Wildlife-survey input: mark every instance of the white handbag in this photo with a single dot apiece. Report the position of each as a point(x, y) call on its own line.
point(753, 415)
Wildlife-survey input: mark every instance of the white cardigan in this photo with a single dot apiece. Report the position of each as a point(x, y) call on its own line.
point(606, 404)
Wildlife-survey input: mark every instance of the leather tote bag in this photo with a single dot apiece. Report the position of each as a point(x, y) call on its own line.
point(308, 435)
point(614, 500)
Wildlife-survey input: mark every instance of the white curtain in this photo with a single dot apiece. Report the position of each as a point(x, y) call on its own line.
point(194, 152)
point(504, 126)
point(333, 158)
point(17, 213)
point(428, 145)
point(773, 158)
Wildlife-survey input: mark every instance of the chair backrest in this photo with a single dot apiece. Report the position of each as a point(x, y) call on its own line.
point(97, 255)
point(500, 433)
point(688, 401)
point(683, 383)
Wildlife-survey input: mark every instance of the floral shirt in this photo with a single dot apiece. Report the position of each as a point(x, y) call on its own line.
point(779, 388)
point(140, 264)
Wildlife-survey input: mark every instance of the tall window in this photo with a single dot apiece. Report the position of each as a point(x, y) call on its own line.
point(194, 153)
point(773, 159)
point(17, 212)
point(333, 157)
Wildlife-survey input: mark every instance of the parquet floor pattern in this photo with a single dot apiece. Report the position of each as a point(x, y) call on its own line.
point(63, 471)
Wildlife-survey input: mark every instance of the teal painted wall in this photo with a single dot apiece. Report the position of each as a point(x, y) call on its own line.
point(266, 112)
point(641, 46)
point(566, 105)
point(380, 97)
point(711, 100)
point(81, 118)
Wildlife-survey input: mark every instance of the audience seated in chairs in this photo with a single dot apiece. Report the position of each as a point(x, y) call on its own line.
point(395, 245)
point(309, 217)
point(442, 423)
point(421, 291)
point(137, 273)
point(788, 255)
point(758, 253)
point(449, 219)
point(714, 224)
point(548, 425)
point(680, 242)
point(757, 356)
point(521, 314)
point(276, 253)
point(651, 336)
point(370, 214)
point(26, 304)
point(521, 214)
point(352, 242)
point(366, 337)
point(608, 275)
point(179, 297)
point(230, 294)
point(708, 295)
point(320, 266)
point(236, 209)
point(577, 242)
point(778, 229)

§ TASK ITEM: Give all the records above again, wording unchanged.

§ WRITTEN SOLUTION:
Wildlife-survey input: mark every instance of the white handbag in this photo with a single dot apiece. Report the position of each as a point(x, y) call on its own line.
point(753, 415)
Wildlife-survey input: mark every instance of the white cardigan in this photo with a single dot apiece. Report the position of each as a point(x, y) call on its own line.
point(606, 404)
Wildlife-survey input: mark every instance of the leather tote bag in this photo with a single dot apiece. Report the position of each as a point(x, y) call on its own line.
point(308, 435)
point(614, 500)
Wildlife-survey input: mark every instance of the white curtain in this photo with a single dot apiece. Report the position of each as a point(x, y) call on its own line.
point(194, 152)
point(504, 126)
point(333, 158)
point(17, 213)
point(428, 145)
point(773, 158)
Wildlife-survey input: mark every instance of the chair backrest in this photo with a single dot apiece. Report the position of each as a point(x, y) call on its own line.
point(97, 255)
point(500, 433)
point(688, 401)
point(683, 383)
Wildlife-survey input: mark every instance of the floral shirt in this photo with a single dot apiece. Report the position of each as a point(x, y) call on its own line.
point(779, 388)
point(140, 264)
Wildlife-survey input: mark every instance of the tall window in this photo with a single dot apiece. Report the position of each as a point(x, y) call on its own line.
point(194, 153)
point(773, 159)
point(17, 212)
point(333, 157)
Wildlife-survey input: mark every instance of the parquet floor pattern in this photo with a single dot apiece. Report the position of each as a point(x, y) call on its own line.
point(63, 471)
Wildlife-survey input: mark every instance of the teal painted wall in this photo with a single dot apiece. Report the position of each as a point(x, y) call on its own line.
point(266, 112)
point(641, 46)
point(566, 105)
point(380, 97)
point(711, 100)
point(81, 118)
Wildlife-survey input: mark every instance of the audience seated in chairs in this photo with a single dot apiece. Report the position of each as a point(x, y) call on its own line.
point(395, 245)
point(309, 217)
point(442, 423)
point(421, 291)
point(137, 273)
point(788, 255)
point(758, 253)
point(449, 219)
point(714, 224)
point(548, 425)
point(680, 242)
point(757, 356)
point(521, 314)
point(276, 253)
point(651, 336)
point(370, 214)
point(26, 304)
point(521, 214)
point(352, 242)
point(366, 337)
point(608, 275)
point(179, 297)
point(230, 294)
point(708, 295)
point(320, 266)
point(236, 209)
point(577, 242)
point(778, 229)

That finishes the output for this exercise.